#### What you will do:
Copy out every one of the following rows word for word, keeping each line as it appears.

>> start

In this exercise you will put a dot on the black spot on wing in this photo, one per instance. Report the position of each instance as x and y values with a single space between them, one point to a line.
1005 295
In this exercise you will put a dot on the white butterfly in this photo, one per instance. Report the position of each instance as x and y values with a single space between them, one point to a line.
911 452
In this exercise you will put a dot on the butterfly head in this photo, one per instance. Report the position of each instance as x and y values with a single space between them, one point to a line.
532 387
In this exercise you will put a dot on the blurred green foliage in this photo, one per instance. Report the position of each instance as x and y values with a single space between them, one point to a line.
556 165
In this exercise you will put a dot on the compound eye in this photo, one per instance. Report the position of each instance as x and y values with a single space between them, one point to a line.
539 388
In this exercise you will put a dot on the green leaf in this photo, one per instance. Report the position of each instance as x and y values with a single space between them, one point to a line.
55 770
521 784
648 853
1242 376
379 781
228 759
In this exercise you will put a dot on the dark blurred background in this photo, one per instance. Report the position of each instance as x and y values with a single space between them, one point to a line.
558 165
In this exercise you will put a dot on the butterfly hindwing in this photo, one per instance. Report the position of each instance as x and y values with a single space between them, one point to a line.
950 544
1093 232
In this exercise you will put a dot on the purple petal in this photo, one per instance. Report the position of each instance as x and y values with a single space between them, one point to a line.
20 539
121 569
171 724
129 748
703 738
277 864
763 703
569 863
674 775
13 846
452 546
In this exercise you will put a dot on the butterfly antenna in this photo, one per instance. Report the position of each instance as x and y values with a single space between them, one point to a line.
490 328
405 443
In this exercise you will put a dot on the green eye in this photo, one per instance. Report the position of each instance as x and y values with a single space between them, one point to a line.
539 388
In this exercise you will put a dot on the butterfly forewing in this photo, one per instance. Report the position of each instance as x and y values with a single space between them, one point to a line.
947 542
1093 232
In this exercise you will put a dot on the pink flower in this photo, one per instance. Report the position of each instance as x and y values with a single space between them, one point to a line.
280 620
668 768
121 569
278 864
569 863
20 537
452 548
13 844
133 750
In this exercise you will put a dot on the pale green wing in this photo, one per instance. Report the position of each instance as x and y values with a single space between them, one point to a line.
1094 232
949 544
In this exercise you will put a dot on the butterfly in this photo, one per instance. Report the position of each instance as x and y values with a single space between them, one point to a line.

>> end

#### Solution for this problem:
In this exercise you will put a dot on the black spot on wing in this photo, one per instance. Report the position of each instance as x and y values with a single space between them, one point to a line.
1005 295
In this exercise you will put a dot on the white butterfly in this photo, one per instance. Report the position of each instance as x and y values with a single space between them, one point to a line.
911 452
In this exercise you will put a dot on the butterfly head in this photo, one per instance. Report the position of each instance as x and y values with a single space between them, one point to a line.
532 387
In this exercise you will put a dot on the blurred green foliage in this photo, one per instance. Report the position of each instance as x and y values with a single space between them, one point to a line.
556 165
In this exercise you will put a dot on the compound eye in this photo, one per instance. Report the position of each instance as x and y values with a single space between them, one point to a line.
539 388
In this exercise you will put a dot on the green leaf in this photo, one per instance. Report the position of each instance as x and y values with a single space between them, one point to a line.
55 770
521 784
648 853
1242 376
379 781
228 759
In this exercise you will put a dot on the dark blurred background in this photo, one per instance. Report the position of each instance as x and y values with a single space between them, one point to a line.
558 165
In this exercise you will put a dot on the butterfly hindwing in this photo, one per instance. Report the position of each instance as x and y values with a single space between them, one point to a line.
950 544
1093 232
In this exercise you will put a dot on the purple petal in this photo, one per instance. Report the position of each instance as x and y values with a single space between them, one point to a line.
20 539
121 569
171 724
129 748
703 738
277 864
763 703
569 863
674 775
13 846
452 546
In this exercise you will put a dot on the butterfly antenna in this photo, one per instance. Report the position of each instance as x and y values with a single space between them, one point to a line.
490 328
405 443
In this exercise you will put a dot on the green eye in this photo, one per instance. Report the position of each instance as x and y values with a single space between them, one point to a line.
539 388
In this exercise you will put a dot on the butterfly forewing in this photo, one per instance. Report the position of each instance as x and y values with a single space between them, one point to a line.
947 542
1093 232
In this exercise you will put a dot on the pink flower in this photo, one per instance. Report the position of each instance as x and y values with a single space between them, one point to a line.
280 620
668 768
121 569
278 864
569 863
20 537
452 548
13 844
133 750
In this exercise you will put a dot on the pale green wing in this photo, one per instance. Report the position of each instance as x and y values with a single space between them, one point to a line.
1094 232
949 544
In this exercise you will put a dot on the butterfly in this photo, one per instance. Report the position of each instance as x and y values with a single space between them, one point to a line.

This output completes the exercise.